Exercise inputs:
(begin)
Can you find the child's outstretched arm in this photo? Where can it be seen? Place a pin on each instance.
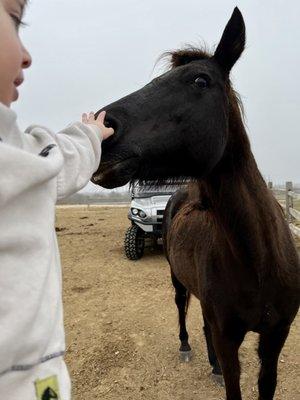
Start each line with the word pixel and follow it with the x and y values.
pixel 80 145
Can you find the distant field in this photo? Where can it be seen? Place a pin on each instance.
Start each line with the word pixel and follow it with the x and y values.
pixel 121 321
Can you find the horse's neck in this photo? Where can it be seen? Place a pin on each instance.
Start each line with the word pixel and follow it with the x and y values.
pixel 242 207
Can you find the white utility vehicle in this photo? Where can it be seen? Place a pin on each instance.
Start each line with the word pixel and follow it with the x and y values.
pixel 146 214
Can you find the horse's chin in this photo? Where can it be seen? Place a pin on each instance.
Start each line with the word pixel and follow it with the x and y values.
pixel 112 175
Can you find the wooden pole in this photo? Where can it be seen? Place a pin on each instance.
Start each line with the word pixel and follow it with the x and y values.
pixel 288 200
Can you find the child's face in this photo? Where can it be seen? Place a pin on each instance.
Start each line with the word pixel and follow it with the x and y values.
pixel 13 55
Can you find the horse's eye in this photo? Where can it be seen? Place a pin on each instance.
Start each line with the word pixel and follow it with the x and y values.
pixel 201 82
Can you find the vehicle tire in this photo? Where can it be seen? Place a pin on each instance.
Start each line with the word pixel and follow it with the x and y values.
pixel 134 243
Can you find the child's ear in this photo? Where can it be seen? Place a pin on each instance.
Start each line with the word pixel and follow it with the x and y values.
pixel 232 42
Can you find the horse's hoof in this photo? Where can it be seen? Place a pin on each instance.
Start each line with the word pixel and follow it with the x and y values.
pixel 185 356
pixel 218 379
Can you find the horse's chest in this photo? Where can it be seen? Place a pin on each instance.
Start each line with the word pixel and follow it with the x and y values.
pixel 190 248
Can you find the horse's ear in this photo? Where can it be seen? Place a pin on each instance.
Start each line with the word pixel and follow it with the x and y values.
pixel 232 42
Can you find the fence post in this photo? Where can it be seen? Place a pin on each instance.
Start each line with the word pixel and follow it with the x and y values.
pixel 288 200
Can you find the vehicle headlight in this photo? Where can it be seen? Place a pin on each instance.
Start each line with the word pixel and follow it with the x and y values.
pixel 142 214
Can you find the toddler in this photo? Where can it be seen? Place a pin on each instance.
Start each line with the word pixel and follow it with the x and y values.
pixel 36 168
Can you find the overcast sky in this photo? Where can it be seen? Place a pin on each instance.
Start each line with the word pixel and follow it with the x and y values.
pixel 88 53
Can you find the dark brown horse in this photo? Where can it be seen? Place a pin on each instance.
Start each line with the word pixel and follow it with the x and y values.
pixel 225 236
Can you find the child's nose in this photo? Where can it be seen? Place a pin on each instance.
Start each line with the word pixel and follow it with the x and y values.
pixel 27 60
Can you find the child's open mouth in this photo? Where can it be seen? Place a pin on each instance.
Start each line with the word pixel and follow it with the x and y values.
pixel 17 83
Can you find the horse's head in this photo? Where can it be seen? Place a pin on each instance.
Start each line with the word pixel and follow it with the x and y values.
pixel 177 125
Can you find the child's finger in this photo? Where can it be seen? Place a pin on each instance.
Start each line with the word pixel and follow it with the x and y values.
pixel 101 117
pixel 92 116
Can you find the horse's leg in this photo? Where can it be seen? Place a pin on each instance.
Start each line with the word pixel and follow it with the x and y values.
pixel 227 346
pixel 212 358
pixel 270 345
pixel 182 299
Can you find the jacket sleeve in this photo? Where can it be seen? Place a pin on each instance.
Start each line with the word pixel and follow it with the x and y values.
pixel 80 145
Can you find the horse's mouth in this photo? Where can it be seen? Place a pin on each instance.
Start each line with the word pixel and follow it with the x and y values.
pixel 112 175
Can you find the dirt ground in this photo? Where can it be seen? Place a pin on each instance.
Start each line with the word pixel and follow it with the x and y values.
pixel 121 322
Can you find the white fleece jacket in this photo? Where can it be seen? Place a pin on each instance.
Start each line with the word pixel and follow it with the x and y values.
pixel 36 168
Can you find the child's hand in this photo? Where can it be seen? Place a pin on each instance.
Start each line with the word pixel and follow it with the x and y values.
pixel 90 119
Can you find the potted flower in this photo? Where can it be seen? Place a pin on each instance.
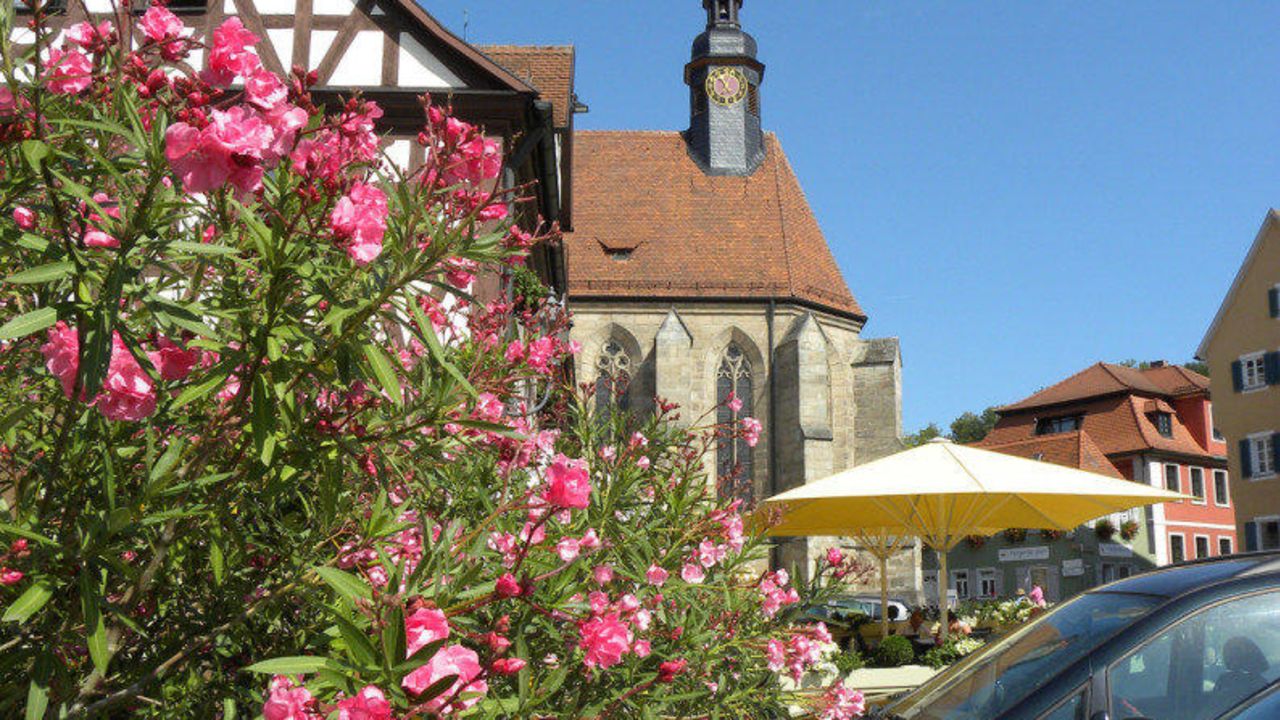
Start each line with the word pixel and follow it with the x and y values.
pixel 1015 534
pixel 1105 529
pixel 1128 529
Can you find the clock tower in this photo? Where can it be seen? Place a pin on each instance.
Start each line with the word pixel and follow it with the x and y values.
pixel 723 77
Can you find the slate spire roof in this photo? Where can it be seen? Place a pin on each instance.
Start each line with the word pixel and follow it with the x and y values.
pixel 649 223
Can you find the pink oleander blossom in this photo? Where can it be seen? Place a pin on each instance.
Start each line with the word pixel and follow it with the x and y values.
pixel 360 222
pixel 568 483
pixel 286 701
pixel 423 628
pixel 128 392
pixel 369 703
pixel 464 693
pixel 604 639
pixel 62 355
pixel 68 72
pixel 232 53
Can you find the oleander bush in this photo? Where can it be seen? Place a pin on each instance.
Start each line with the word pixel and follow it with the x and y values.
pixel 263 451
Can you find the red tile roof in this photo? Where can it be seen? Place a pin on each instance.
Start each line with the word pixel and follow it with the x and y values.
pixel 547 68
pixel 693 235
pixel 1118 423
pixel 1106 378
pixel 1074 450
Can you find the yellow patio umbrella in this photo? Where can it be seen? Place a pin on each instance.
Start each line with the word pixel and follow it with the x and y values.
pixel 944 492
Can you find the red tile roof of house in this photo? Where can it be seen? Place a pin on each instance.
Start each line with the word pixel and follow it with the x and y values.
pixel 1074 450
pixel 1118 423
pixel 547 68
pixel 649 223
pixel 1106 378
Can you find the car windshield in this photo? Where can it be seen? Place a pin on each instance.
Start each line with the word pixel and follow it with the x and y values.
pixel 1001 675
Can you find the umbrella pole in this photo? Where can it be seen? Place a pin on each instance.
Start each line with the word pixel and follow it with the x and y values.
pixel 944 580
pixel 883 596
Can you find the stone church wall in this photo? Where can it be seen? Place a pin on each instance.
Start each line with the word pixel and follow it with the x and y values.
pixel 839 396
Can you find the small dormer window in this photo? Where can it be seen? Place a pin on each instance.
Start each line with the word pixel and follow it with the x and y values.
pixel 1054 425
pixel 1164 423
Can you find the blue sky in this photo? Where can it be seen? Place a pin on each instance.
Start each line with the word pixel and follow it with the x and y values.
pixel 1015 190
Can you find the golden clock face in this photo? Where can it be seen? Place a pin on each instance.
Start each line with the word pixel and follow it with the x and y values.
pixel 726 86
(end)
Your objective: Rewrite all of the data above as a numbered list, one line per item, with blank lines left out. Leave the pictures out.

Output of the task:
1. Can you find the child's outstretched arm in this photo? Where can it be seen? Place a pin on each instance.
2. Start each line with the word pixel and follow it with the x and y values.
3. pixel 80 145
4. Can you find the distant field in this photo? Where can it be seen? Place a pin on each instance.
5. Start each line with the word pixel and follow it with the x and y values.
6. pixel 121 321
7. Can you find the horse's neck in this photo? Where can it be seen? Place a pin on each instance.
8. Start each line with the word pixel and follow it with the x and y values.
9. pixel 242 207
10. Can you find the white utility vehicle in this photo? Where can it be seen? Place a pin on each instance.
11. Start each line with the word pixel and follow it with the x and y values.
12. pixel 146 214
13. Can you find the horse's chin in this photo? Where can it be seen? Place a pin on each instance.
14. Start each line with the word pixel and follow it with the x and y values.
15. pixel 112 175
16. Can you find the wooden pole in this photo? Where can it be seen? Place a pin on each instance.
17. Start each line with the word pixel and follow it with the x and y values.
18. pixel 288 200
19. Can you find the child's face in this photo? Where can it be seen? Place a pin on each instance.
20. Start each line with the word pixel and follow it with the x and y values.
21. pixel 13 55
22. Can you find the horse's eye in this photo? Where can it be seen? Place a pin on each instance.
23. Start each line with the word pixel and follow it with the x and y values.
24. pixel 201 82
25. Can you find the vehicle tire in this photo? Where can it be seen? Place a pin on each instance.
26. Start each line with the word pixel and follow it with the x and y values.
27. pixel 134 243
28. Can you find the child's ear in this photo? Where can it be seen? Place a pin on each instance.
29. Start each line with the word pixel and follow it with the x and y values.
30. pixel 232 42
31. Can you find the horse's hoof in this photo? Where can it be seen? Place a pin on each instance.
32. Start each line with the word pixel and follow it with the x and y values.
33. pixel 185 356
34. pixel 218 379
35. Can you find the horse's chest in this photo? Where can it be seen? Place a pin on each instance.
36. Start each line with the word pixel and follow it with the x and y values.
37. pixel 190 248
38. Can you find the horse's ear in this photo? Where can it be seen? Place a pin on each instance.
39. Start each line with the word pixel and follow it with the x and y values.
40. pixel 232 42
41. Can you find the fence post in this photo? Where can it be seen? Place a pin on each instance.
42. Start each line with the word pixel and follow it with the x and y values.
43. pixel 288 200
44. Can you find the vehicle headlight in this photo? Where can it be seen? Place a pin on each instance.
45. Start each line with the word pixel and follow it with the x and y values.
46. pixel 142 214
47. Can you find the toddler in this photo? Where can it be seen? Place a pin on each instance.
48. Start each line with the word pixel and follow it with the x and y values.
49. pixel 36 168
50. Can you find the overcast sky in this photo? Where can it be seen? Place a pin on each instance.
51. Start each line with the word pixel and follow it with the x and y values.
52. pixel 88 53
53. Can you find the dark brown horse in this photo? Where can it be seen? Place a pin on each instance.
54. Start each line with the word pixel and follow it with the x and y values.
55. pixel 225 236
56. Can you find the child's nose in this photo? Where can it be seen? Place a pin on each instance.
57. Start each line with the word pixel and follow it with the x and y values.
58. pixel 27 60
59. Can you find the child's open mouth in this photo? Where can it be seen? Place a pin on each instance.
60. Start each line with the word pixel and follow it with the x and y values.
61. pixel 17 83
62. Can you find the horse's head in this photo? Where can it be seen? Place a pin on each instance.
63. Start each line with the word pixel and follow it with the x and y values.
64. pixel 177 125
65. Can you find the child's finger in this photo? Where can it be seen? Place a pin on each instance.
66. Start each line with the word pixel and follow it with the x and y values.
67. pixel 101 117
68. pixel 92 116
69. Can you find the horse's leg in this photo? Where can it be seen? Place a pin on each instance.
70. Start each line with the word pixel and follow it with the x and y values.
71. pixel 227 346
72. pixel 212 358
73. pixel 270 345
74. pixel 182 299
75. Can you find the jacket sleeve in this photo? Where can it be seen? Place a pin on each instance.
76. Start each line with the word pixel and follow it with the x and y values.
77. pixel 80 145
78. Can you find the horse's mouth in this photo? Where can it be seen? Place a pin on each instance.
79. Start each line with the word pixel and follow it with the x and y values.
80. pixel 112 175
81. Can you find the dirt ground in this photo? Where can it be seen? Place a pin on each instance.
82. Start each line with the word pixel and follow it with the x and y values.
83. pixel 121 322
84. Can you find the white fleece jacket in this photo? Where can it be seen? Place a pin on each instance.
85. Start each line with the word pixel and follow it with the x and y values.
86. pixel 36 168
87. Can you find the child's hand in this photo? Where can it be seen? Place a pin on each instance.
88. Start each line with the word pixel and follow it with the x and y values.
89. pixel 90 119
90. Can you find the potted flower in this photo? Where can it be seen? Place a pin on each instance.
91. Start each line with the word pixel and follow it with the x and y values.
92. pixel 1015 534
93. pixel 1105 529
94. pixel 1128 529
95. Can you find the clock tower in this photo? Where can it be seen? Place a pin on each instance.
96. Start each line with the word pixel and follow it with the x and y values.
97. pixel 723 77
98. Can you find the slate spire roof in this photo? Where can it be seen? Place a pin on each instance.
99. Start each line with the word pixel and follow it with the x and y values.
100. pixel 649 223
101. Can you find the pink oleander blossom in this photo? Where can it be seen? Place a pin on each instance.
102. Start each line with the word pixel and follow it with the x and y values.
103. pixel 360 222
104. pixel 568 483
105. pixel 286 701
106. pixel 423 628
107. pixel 128 392
108. pixel 369 703
109. pixel 464 693
110. pixel 604 639
111. pixel 62 355
112. pixel 68 72
113. pixel 232 53
114. Can you find the oleander bush in this photo? Where can it be seen? Place a pin on each instance.
115. Start each line with the word pixel and follow it with the x and y values.
116. pixel 263 451
117. Can you find the red tile roof in this photo? Where can it be seen? Place a pin on each instance.
118. Start each line with the word pixel and follow it with the x and y values.
119. pixel 547 68
120. pixel 693 235
121. pixel 1118 423
122. pixel 1106 378
123. pixel 1074 450
124. Can you find the yellow patio umbrella in this photo? Where can it be seen? Place a pin on each instance.
125. Start each line with the word pixel and follow it with the x and y values.
126. pixel 944 492
127. Can you find the red tile roof of house in this photo? Where can it be seen? Place a pin on each instance.
128. Start each line with the word pixel and follow it with the x and y values.
129. pixel 1074 450
130. pixel 1118 423
131. pixel 547 68
132. pixel 649 223
133. pixel 1106 378
134. Can you find the car windshield in this photo? Where can it be seen? Place a pin on each instance.
135. Start each line with the word pixel and follow it with the x and y values.
136. pixel 1001 675
137. Can you find the umbrella pole in this photo? Where can it be seen? Place a pin on each instance.
138. Start each line with the word pixel and follow it with the x and y values.
139. pixel 944 580
140. pixel 883 596
141. Can you find the stone church wall in this photo? Where can it be seen? Place a pin on each instance.
142. Start each line with the word pixel and follow it with the x and y values.
143. pixel 839 396
144. Can you find the small dormer window in this photo? Where can it be seen? Place a pin on each instance.
145. Start each line with the word pixel and follow it with the x and y values.
146. pixel 1054 425
147. pixel 1164 423
148. Can you find the blue sky in this photo? Where can it be seen? Place a pin on each instance.
149. Start each line with the word pixel and follow it with the x and y values.
150. pixel 1015 190
151. Can you find the golden clock face in this photo? Where can it be seen? Place a pin on each instance.
152. Start each line with the word pixel and follow it with the x and y values.
153. pixel 726 86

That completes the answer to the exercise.